→ **Exercise instructions**:
(a) Return the passage of the drought response page from "Tens of millions" up to and including "dignity or both.", word for word.
(b) Continue the Horn of Africa drought text from its final sentence.

→ **Source passage**:
NRC Horn of Africa Drought Response JANUARY 2022 - JUNE 2023

Publication language
Date published
01 Jan 2022
After action & learning reviews
Drought, Internal Displacement
Somalia, Kenya, Ethiopia

The Horn of Africa is experiencing its most severe drought in living memory. Four consecutive seasons of below average rains have created dire water shortages, decimating crops, diminishing pastures and leaving millions of livestock emaciated or dead.

Tens of millions of people across Somalia, Kenya and Ethiopia now have too little water to meet their basic needs. Many water points have dried up or diminished in quality, increasing the risk of waterborne disease and infection as households, schools and health facilities are forced to ration limited supplies. Women and girls are required to walk longer distances to locate and carry water, exacerbating the risk of violence and further hindering opportunities for girls to go to school. Faced with fewer resources, reduced capital, loss of income and dramatic price hikes, families and communities across the region are left in untenable circumstances, where all available options to meet basic needs pose a corresponding threat to safety, dignity or both.

→ **Data to examine**:
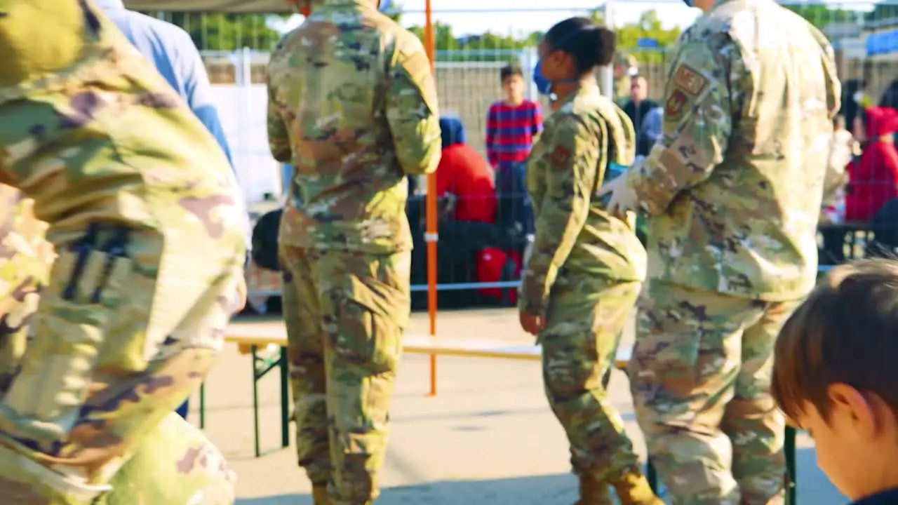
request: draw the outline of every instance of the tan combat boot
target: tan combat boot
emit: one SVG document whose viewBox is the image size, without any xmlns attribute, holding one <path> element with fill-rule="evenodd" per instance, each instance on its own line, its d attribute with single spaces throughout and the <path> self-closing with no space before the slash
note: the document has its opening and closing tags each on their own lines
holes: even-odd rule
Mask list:
<svg viewBox="0 0 898 505">
<path fill-rule="evenodd" d="M 328 505 L 330 501 L 328 499 L 328 486 L 312 486 L 312 504 Z"/>
<path fill-rule="evenodd" d="M 608 483 L 594 477 L 580 477 L 580 500 L 574 505 L 612 505 Z"/>
<path fill-rule="evenodd" d="M 612 483 L 621 505 L 665 505 L 639 471 L 628 472 Z"/>
</svg>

→ **Outputs in order**:
(a)
Tens of millions of people across Somalia, Kenya and Ethiopia now have too little water to meet their basic needs. Many water points have dried up or diminished in quality, increasing the risk of waterborne disease and infection as households, schools and health facilities are forced to ration limited supplies. Women and girls are required to walk longer distances to locate and carry water, exacerbating the risk of violence and further hindering opportunities for girls to go to school. Faced with fewer resources, reduced capital, loss of income and dramatic price hikes, families and communities across the region are left in untenable circumstances, where all available options to meet basic needs pose a corresponding threat to safety, dignity or both.

(b)
The current drought represents a tipping point in the Horn of Africa, compounding the impact of sustained conflict, political instability, Covid-19, locust infestation, sporadic flooding, a global energy crisis and the reverberating impacts on food production, supply and cost of the international armed conflict in Ukraine. People across the region are now unable to produce or purchase enough food and water to survive; twenty million across Somalia, Ethiopia and Kenya are facing acute food insecurity, and 213,000 are now at catastrophic levels of hunger. Just over a decade since famine killed more than a quarter of a million people in Somalia, a new famine declaration is imminent. Multiple, interlocking humanitarian crises in the Horn of Africa and across the region foreshadow large-scale, entirely preventable starvation.